- **Coordinate labeling data**:
■ ■ ■ ■
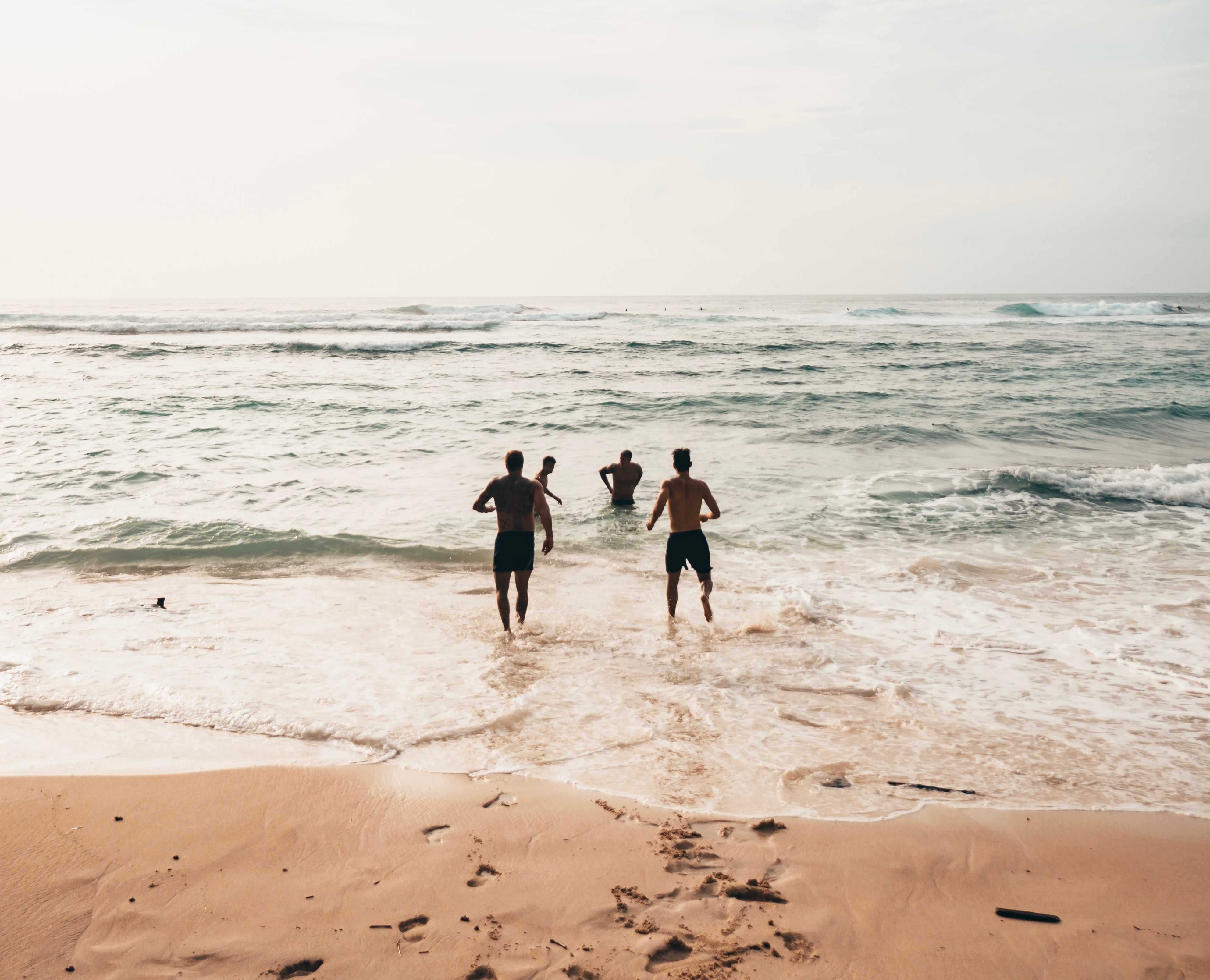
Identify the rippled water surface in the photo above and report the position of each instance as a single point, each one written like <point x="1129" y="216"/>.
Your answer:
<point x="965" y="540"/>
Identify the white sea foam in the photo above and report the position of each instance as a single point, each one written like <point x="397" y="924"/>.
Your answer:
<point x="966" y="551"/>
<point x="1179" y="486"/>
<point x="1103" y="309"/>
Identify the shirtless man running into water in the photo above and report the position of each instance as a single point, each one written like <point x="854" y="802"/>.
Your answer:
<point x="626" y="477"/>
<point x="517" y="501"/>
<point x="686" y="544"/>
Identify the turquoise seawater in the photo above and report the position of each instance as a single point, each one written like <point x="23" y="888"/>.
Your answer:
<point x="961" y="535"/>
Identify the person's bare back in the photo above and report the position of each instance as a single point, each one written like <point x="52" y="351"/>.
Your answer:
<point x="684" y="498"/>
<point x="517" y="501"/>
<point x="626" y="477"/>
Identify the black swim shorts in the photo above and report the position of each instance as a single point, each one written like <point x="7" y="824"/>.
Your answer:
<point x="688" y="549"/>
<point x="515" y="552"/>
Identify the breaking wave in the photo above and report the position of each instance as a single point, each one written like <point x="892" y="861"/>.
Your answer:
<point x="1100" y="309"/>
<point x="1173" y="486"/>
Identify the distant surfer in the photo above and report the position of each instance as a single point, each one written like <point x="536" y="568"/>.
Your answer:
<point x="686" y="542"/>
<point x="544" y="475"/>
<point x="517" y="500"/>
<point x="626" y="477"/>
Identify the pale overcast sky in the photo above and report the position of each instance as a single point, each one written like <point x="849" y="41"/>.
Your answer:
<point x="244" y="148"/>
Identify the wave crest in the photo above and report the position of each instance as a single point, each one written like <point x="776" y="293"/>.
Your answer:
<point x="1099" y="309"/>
■ ■ ■ ■
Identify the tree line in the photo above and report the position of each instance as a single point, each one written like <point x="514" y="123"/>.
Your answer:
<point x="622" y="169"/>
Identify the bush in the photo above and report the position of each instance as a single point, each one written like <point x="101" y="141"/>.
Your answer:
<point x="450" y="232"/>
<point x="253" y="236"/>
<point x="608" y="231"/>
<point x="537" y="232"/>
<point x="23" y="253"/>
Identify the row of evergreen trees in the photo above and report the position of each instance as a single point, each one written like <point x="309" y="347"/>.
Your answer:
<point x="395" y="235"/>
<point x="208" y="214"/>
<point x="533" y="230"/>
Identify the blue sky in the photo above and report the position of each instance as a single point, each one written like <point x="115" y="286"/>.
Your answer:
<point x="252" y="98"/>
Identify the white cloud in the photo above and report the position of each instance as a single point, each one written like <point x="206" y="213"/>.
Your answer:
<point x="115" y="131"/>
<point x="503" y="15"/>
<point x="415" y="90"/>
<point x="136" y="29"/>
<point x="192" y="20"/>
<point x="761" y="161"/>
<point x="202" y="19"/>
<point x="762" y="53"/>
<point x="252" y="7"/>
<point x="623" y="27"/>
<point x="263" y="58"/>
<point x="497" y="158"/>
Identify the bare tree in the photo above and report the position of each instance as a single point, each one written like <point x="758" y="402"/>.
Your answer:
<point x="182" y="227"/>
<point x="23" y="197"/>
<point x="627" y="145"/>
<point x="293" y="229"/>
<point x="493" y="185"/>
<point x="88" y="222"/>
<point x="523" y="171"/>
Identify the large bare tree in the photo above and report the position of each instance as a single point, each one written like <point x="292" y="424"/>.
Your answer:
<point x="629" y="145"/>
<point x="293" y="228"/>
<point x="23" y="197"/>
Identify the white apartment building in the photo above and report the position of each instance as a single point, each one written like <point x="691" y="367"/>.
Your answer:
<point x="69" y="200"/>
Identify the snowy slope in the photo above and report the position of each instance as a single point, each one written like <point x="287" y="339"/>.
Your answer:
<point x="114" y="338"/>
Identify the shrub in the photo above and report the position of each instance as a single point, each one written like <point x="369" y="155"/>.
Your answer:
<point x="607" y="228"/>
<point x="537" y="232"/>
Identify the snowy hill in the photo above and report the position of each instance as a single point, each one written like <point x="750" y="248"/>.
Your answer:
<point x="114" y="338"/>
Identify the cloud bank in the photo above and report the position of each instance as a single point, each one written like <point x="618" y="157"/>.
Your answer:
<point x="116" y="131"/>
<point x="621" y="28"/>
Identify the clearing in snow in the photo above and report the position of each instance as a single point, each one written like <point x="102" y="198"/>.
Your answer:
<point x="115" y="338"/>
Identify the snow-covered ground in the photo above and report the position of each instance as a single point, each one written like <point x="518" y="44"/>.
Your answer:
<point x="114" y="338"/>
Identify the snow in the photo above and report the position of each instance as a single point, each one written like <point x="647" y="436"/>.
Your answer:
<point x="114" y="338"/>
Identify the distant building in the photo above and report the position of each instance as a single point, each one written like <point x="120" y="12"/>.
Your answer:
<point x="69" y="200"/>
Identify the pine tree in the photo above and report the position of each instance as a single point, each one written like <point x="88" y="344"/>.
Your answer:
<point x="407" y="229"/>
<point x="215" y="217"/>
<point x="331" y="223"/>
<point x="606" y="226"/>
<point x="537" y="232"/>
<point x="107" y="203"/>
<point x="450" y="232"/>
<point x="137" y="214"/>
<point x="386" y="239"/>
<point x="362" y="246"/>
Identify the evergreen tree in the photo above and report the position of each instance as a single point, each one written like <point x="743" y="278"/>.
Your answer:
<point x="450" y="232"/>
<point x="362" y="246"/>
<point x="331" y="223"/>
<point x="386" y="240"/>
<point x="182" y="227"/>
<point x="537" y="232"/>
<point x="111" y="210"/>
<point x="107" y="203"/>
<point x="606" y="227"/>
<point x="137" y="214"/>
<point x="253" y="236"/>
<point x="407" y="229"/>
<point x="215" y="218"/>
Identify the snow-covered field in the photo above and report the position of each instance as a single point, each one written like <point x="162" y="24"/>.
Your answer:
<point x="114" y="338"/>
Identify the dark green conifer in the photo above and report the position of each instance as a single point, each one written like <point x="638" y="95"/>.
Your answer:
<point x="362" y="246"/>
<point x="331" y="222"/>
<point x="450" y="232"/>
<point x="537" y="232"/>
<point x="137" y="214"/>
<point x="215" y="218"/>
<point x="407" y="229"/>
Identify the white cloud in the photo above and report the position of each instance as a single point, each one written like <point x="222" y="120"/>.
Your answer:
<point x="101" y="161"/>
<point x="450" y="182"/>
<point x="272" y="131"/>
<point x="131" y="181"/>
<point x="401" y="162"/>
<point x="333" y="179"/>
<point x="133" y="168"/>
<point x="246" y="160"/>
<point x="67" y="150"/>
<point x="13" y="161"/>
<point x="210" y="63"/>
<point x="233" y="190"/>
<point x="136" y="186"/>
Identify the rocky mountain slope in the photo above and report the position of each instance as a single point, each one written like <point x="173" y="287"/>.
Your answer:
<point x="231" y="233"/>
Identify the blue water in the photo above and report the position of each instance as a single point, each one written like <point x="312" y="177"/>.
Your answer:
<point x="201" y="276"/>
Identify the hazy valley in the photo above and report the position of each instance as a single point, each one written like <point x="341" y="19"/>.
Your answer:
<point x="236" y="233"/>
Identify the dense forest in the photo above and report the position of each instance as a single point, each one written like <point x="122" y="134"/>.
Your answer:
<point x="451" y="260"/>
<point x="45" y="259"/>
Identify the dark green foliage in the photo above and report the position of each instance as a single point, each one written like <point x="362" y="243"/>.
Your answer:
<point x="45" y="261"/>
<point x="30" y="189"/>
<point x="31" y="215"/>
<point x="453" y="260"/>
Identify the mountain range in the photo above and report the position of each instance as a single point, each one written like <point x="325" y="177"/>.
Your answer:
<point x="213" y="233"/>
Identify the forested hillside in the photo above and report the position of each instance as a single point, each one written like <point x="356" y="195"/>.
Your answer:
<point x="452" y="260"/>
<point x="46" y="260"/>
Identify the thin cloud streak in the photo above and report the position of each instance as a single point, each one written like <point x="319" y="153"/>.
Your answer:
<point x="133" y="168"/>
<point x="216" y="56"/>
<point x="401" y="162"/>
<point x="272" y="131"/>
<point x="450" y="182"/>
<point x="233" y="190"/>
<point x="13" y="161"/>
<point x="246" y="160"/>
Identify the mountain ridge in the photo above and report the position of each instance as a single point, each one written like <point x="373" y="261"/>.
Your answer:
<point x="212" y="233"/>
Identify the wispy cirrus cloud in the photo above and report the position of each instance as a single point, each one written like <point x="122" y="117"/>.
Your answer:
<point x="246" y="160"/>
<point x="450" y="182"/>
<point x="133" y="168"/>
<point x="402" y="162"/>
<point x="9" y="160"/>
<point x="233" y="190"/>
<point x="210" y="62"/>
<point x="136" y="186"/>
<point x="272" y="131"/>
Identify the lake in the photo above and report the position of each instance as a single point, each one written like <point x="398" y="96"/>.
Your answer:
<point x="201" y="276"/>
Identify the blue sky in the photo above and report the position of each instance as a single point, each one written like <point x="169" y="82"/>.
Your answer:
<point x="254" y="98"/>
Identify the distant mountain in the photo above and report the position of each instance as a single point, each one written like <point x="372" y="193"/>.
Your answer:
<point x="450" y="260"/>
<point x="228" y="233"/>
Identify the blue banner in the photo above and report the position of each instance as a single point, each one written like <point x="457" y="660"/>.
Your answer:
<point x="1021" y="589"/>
■ ■ ■ ■
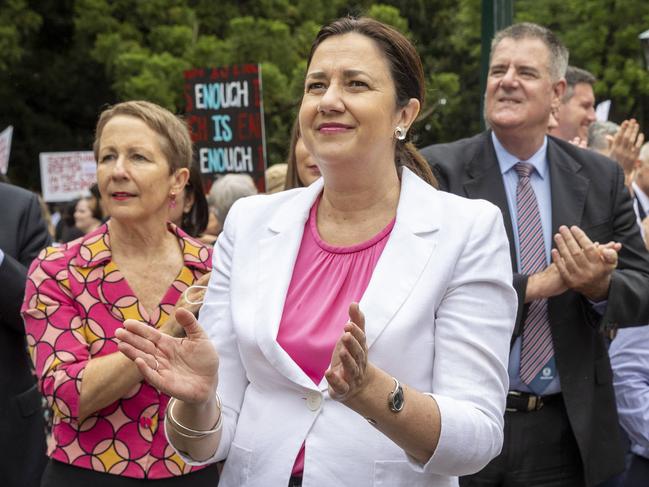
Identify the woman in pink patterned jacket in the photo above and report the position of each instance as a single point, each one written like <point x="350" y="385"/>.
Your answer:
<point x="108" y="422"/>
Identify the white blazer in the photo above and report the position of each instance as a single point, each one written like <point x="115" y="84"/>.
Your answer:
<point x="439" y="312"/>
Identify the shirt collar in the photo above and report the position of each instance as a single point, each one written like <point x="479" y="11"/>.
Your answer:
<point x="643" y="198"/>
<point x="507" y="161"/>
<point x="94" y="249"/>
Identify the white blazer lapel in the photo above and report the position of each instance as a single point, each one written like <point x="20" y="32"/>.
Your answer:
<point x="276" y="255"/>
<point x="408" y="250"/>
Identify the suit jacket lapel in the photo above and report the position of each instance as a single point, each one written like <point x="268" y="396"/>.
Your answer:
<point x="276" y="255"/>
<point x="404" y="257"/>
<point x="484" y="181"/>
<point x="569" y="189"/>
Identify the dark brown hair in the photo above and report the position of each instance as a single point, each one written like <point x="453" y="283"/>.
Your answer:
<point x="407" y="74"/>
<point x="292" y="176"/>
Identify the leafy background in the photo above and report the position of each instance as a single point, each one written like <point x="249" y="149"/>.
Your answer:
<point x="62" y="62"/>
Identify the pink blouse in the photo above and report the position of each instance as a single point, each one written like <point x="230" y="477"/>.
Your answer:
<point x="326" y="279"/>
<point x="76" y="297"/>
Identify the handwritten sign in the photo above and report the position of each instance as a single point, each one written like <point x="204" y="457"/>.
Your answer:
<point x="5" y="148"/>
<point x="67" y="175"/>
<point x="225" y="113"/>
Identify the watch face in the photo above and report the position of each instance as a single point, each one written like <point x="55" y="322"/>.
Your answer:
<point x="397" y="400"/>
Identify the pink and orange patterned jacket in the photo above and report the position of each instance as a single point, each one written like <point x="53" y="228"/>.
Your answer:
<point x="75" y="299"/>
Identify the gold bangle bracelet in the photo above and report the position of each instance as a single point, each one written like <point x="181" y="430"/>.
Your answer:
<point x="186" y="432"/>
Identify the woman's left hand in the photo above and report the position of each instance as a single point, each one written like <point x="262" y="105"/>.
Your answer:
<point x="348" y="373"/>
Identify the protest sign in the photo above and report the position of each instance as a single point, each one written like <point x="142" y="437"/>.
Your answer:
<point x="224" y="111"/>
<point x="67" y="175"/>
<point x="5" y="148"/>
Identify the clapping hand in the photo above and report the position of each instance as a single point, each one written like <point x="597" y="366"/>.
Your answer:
■ ■ ■ ■
- **Aim**:
Please show each line from the rows above that contains the word "white", copied in full.

- **Solution to this problem**:
Identify the white sea foam in the photo above and report the position of each instance as a single point, each one written like <point x="397" y="924"/>.
Identify the white cloud in the photo above and report the position of each instance as a single point, each one written like <point x="206" y="213"/>.
Identify the white apartment building in the photo above and report the position of each instance as a single point, each one written like <point x="691" y="367"/>.
Identify the white cloud in the photo above and report the position of each instance as a single point, each one written like <point x="222" y="120"/>.
Identify the white blazer in the photo above and report the position of each instance as a single point, each one written like <point x="115" y="84"/>.
Identify the white blazer lapel in the photo above and report the position of each instance as a single point, each one written like <point x="20" y="32"/>.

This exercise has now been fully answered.